*Selection*

──────

On Wed, 6 Mar 2024 at 11:25, Shrikanth Hegde <[email protected]> wrote:
>
> Overutilized field is accessed directly in multiple places.
> So it could use a helper function. That way one might be more
> informed that it needs to be used only in case of EAS.
>
> No change in functionality intended.
>
> Reviewed-by: Qais Yousef <[email protected]>
> Signed-off-by: Shrikanth Hegde <[email protected]>
> ---
> kernel/sched/fair.c | 20 +++++++++++++++++---
> 1 file changed, 17 insertions(+), 3 deletions(-)
>
> diff --git a/kernel/sched/fair.c b/kernel/sched/fair.c
> index 997e570d9423..e3086c8930ea 100644
> --- a/kernel/sched/fair.c
> +++ b/kernel/sched/fair.c
> @@ -6675,6 +6675,15 @@ static inline bool cpu_overutilized(int cpu)
> return !util_fits_cpu(cpu_util_cfs(cpu), rq_util_min, rq_util_max, cpu);
> }
>
> +/*
> + * Ensure that caller can do EAS. overutilized value
> + * make sense only if EAS is enabled
> + */
> +static inline int is_rd_overutilized(struct root_domain *rd)
> +{
> + return READ_ONCE(rd->overutilized);
> +}
> +
> static inline void set_rd_overutilized_status(struct root_domain *rd,
> unsigned int status)
> {
> @@ -6694,7 +6703,7 @@ static inline void check_update_overutilized_status(struct rq *rq)

──────

*Stored data*

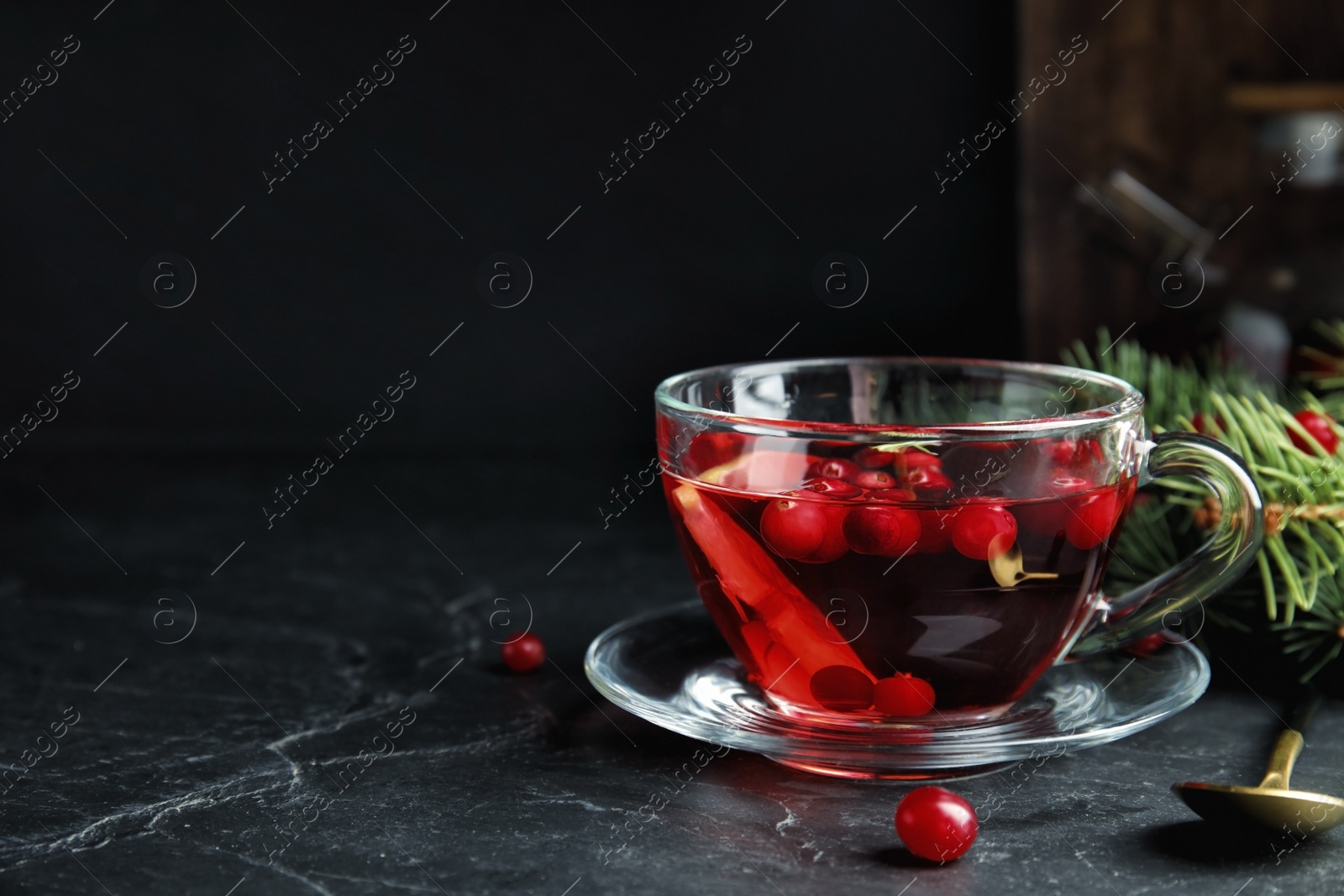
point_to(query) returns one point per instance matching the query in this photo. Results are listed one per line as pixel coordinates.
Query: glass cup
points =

──────

*Job 1*
According to the patch email, how many insertions and deletions does the change make?
*Job 2*
List every function in the patch email whose signature begins with "static inline".
*Job 3*
Set down the patch email word for word, from "On Wed, 6 Mar" down to "in functionality intended.".

*Correct output 1*
17 insertions and 3 deletions.

*Correct output 2*
cpu_overutilized, is_rd_overutilized, set_rd_overutilized_status, check_update_overutilized_status

*Correct output 3*
On Wed, 6 Mar 2024 at 11:25, Shrikanth Hegde <[email protected]> wrote:
>
> Overutilized field is accessed directly in multiple places.
> So it could use a helper function. That way one might be more
> informed that it needs to be used only in case of EAS.
>
> No change in functionality intended.